++++ Page extract

How Object Detection and Instance Segmentation Work with PyTorch

Have you ever wondered how computers can identify and locate multiple objects in an image? Or how self-driving cars can distinguish between pedestrians, cars, and road signs?

Let's break down a practical PyTorch tutorial that teaches machines to detect and segment pedestrians in images.

What Are We Building?

We're creating a computer vision system that can:

1. Detect pedestrians in images
2. Draw boxes around them
3. Create precise outlines (masks) of each person

This is known as "instance segmentation" - not only do we detect objects, but we also determine exactly which pixels belong to each object.

The Dataset: PennFudan Pedestrian Database

We're using a dataset from the University of Pennsylvania that contains 170 images with 345 pedestrians. What makes this dataset special is that it comes with two types of files for each image:

• The actual image with pedestrians
• A corresponding "mask" image where different colors represent different pedestrians

!wget https://www.cis.upenn.edu/~jshi/ped_html/PennFudanPed.zip -P data
!cd data && unzip PennFudanPed.zip

Understanding the Technical Approach

Let's break down what we're doing into digestible pieces:

1. Creating a Custom Dataset

First, we need to organize our data in a way PyTorch can understand. Think of this like creating a filing system where each file contains:

• The original image
• Information about where each person is located (bounding boxes)

++++++++

* Given request A
Scale everything in the stored items from the line containing "of the ground" down to the end, both ends included, and repeat those lines with their requests. Multiply every coordinate in the answers by 2.35 and round to whole numbers, with halves going up; omit the pictures.

++++ Record extracts

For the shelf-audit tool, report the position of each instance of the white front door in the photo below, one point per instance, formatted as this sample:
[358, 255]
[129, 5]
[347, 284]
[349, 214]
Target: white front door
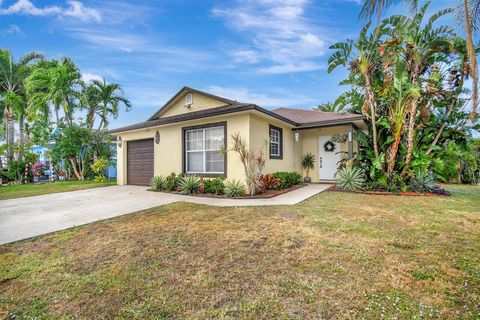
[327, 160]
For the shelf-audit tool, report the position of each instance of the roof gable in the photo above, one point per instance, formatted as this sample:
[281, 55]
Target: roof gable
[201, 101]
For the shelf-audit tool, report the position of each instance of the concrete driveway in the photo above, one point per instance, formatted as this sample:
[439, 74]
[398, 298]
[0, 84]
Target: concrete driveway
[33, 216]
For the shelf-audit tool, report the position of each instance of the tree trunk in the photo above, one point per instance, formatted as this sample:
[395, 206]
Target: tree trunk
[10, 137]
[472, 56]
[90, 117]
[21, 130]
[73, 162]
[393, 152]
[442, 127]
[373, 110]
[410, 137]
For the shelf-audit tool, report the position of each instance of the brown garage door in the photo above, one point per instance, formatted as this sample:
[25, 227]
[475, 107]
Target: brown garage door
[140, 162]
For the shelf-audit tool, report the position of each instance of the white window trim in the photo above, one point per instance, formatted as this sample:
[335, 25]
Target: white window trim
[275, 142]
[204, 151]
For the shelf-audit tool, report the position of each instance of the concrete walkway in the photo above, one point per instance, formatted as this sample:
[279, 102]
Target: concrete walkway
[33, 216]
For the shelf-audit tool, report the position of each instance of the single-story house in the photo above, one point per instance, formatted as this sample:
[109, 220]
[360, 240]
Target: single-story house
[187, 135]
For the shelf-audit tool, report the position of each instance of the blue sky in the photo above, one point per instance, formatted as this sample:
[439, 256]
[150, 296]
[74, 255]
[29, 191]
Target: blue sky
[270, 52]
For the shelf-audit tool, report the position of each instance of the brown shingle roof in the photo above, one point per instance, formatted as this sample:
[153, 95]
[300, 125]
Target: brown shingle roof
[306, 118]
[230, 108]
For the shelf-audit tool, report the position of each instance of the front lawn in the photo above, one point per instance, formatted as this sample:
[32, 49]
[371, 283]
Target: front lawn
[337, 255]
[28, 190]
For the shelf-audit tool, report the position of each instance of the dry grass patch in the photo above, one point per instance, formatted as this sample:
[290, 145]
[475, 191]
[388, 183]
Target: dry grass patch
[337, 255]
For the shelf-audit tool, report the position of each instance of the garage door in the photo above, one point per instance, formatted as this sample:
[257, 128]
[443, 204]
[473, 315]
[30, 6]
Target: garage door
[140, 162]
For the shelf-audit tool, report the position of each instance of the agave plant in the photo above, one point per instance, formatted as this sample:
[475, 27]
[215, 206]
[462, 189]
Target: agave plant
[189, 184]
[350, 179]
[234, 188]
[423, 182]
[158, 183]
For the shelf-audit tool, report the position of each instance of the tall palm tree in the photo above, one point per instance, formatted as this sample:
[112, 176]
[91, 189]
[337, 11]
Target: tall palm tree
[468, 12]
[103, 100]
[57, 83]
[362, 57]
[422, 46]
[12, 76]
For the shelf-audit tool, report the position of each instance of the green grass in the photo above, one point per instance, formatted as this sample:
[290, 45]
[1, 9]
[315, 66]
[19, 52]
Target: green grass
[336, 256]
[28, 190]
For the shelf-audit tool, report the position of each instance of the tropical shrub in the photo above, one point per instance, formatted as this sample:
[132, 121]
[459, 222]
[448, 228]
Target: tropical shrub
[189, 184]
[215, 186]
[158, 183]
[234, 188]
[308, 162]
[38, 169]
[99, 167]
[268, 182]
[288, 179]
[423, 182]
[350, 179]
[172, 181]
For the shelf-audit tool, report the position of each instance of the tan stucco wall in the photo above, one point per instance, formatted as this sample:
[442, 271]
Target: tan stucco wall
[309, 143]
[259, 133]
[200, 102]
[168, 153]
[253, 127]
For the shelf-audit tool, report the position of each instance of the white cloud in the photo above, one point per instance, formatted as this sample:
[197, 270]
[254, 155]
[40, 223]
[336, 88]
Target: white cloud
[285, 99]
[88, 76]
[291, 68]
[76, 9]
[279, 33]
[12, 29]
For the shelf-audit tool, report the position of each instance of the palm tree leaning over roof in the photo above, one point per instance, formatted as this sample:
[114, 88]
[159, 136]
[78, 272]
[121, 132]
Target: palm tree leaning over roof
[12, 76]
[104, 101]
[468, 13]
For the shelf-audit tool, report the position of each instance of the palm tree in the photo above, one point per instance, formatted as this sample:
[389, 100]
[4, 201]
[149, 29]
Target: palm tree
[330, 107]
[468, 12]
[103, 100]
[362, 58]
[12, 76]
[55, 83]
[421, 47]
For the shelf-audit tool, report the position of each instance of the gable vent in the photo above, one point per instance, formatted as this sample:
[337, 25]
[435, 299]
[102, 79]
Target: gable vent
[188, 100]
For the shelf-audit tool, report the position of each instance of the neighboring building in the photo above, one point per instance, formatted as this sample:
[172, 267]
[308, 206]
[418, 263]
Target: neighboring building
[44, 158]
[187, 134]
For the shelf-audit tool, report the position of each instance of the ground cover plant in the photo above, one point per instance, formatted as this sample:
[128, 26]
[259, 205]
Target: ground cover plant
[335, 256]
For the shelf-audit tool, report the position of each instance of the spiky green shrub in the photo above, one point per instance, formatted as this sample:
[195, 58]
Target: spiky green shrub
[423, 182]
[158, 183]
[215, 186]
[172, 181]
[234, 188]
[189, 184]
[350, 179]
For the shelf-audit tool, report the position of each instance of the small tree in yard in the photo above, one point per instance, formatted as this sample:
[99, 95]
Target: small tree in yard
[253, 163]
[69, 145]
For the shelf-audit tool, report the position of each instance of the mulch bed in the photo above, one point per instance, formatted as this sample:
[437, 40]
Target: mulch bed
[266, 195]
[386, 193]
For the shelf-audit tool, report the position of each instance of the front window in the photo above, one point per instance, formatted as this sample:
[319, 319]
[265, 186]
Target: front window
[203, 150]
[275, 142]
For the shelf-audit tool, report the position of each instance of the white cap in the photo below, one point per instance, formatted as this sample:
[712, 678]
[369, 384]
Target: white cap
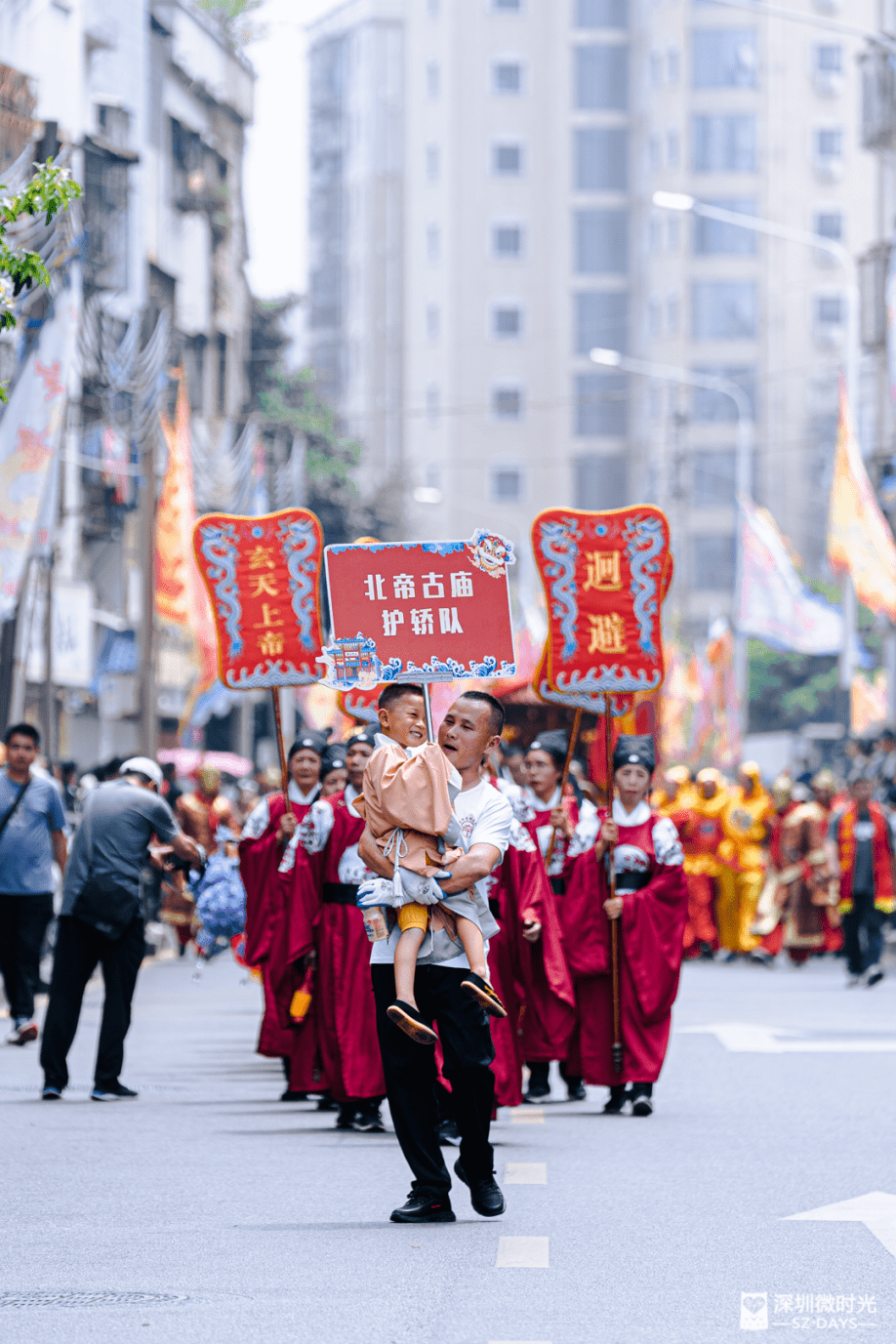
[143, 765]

++++++++

* Given request B
Continue the PyTorch object detection tutorial from where it stops.

* Written answer A
For the shelf-audit tool, report the position of each instance of the ground cover plant in the photo above, one point per instance, formatted as this sample:
[128, 26]
[259, 205]
Target: ground cover plant
[787, 602]
For the shelf-audit tool, report the position of each instance of the spiky green shrub in the photo above, one point per instance, formatted as this sample:
[195, 58]
Target: spiky green shrub
[994, 428]
[371, 430]
[505, 437]
[404, 425]
[550, 442]
[444, 432]
[823, 421]
For the shelf-audit tool, report the position of each instance of the small tree in yard in the photo above, one point per instance, formatted as this sample:
[99, 95]
Target: small tree in yard
[595, 383]
[162, 341]
For the shelf-audit tool, report the position of each instance of the mulch bed in the photo above, one point per instance, formatted as this sample:
[437, 40]
Target: mulch bed
[625, 458]
[907, 454]
For the shelf-audit tool, report the position of each instance of the front window in the photo above, one point per instance, formatted as this sample:
[319, 319]
[265, 186]
Target: front window
[477, 353]
[646, 334]
For the shelf-audit tool, report the position of each instance of the white cap in the photo below, one point per instance, formatted as this sample:
[712, 678]
[369, 384]
Target: white cap
[336, 1798]

* Written answer B
• Masks showing which pixels belong to each person
• Labels indicating what each object is (in our case, everything is a "person")

This is handled by our PennFudanDataset class, which acts like a smart filing cabinet that PyTorch can easily access.

import os
import torch

from torchvision.io import read_image
from torchvision.ops.boxes import masks_to_boxes
from torchvision import tv_tensors
from torchvision.transforms.v2 import functional as F


class PennFudanDataset(torch.utils.data.Dataset):
    def __init__(self, root, transforms):
        self.root = root
        self.transforms = transforms
        # load all image files, sorting them to
        # ensure that they are aligned
        self.imgs = list(sorted(os.listdir(os.path.join(root, "PNGImages"))))
        self.masks = list(sorted(os.listdir(os.path.join(root, "PedMasks"))))

    def __getitem__(self, idx):
        # load images and masks
        img_path = os.path.join(self.root, "PNGImages", self.imgs[idx])
        mask_path = os.path.join(self.root, "PedMasks", self.masks[idx])
        img = read_image(img_path)
        mask = read_image(mask_path)
        # instances are encoded as different colors
        obj_ids = torch.unique(mask)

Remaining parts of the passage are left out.